TASK GOAL:
Show each line of the listing in which the word "flower" occurs.

DATA FOR REVIEW:
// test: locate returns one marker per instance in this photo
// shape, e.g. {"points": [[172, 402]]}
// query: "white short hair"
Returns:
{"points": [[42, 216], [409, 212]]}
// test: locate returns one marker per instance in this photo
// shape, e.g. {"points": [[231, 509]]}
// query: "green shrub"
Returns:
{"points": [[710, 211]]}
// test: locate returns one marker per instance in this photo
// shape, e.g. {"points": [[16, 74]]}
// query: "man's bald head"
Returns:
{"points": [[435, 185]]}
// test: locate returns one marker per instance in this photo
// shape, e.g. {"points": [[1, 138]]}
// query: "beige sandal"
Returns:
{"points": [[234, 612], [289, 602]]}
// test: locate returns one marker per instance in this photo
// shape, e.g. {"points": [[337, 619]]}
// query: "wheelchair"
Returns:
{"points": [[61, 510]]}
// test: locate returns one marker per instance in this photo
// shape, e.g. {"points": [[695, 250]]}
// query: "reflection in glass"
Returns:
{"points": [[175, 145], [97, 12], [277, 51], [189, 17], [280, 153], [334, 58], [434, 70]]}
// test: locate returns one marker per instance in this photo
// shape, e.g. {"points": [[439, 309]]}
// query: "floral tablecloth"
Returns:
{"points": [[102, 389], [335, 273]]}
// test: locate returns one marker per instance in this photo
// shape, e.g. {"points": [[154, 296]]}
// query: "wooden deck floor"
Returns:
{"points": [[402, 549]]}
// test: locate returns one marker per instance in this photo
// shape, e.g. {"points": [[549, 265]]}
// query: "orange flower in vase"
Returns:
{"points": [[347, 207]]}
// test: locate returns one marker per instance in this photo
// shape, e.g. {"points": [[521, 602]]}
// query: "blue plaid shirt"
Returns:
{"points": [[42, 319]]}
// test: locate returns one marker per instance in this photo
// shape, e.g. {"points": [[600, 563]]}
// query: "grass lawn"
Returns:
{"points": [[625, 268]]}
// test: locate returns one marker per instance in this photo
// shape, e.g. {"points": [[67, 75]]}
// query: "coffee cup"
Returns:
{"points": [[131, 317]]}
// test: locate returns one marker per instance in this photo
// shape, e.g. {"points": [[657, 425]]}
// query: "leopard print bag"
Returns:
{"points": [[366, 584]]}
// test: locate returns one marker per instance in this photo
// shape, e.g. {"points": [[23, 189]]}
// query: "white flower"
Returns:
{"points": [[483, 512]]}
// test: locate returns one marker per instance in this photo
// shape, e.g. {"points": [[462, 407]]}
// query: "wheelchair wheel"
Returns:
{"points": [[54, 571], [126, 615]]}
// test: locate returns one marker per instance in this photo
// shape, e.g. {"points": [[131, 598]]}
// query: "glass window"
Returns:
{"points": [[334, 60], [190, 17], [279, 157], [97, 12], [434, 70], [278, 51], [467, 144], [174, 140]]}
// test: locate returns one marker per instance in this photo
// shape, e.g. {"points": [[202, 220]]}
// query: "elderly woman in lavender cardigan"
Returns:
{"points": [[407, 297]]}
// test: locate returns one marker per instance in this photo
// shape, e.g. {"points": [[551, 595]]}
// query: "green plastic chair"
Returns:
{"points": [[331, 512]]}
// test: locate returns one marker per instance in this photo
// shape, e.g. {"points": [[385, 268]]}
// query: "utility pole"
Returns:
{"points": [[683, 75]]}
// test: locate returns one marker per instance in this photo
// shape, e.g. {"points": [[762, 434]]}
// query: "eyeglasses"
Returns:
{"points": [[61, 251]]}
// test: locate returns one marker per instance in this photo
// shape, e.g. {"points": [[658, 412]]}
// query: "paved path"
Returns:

COMPLETED TASK:
// query: "orange flower in vase"
// query: "white flower"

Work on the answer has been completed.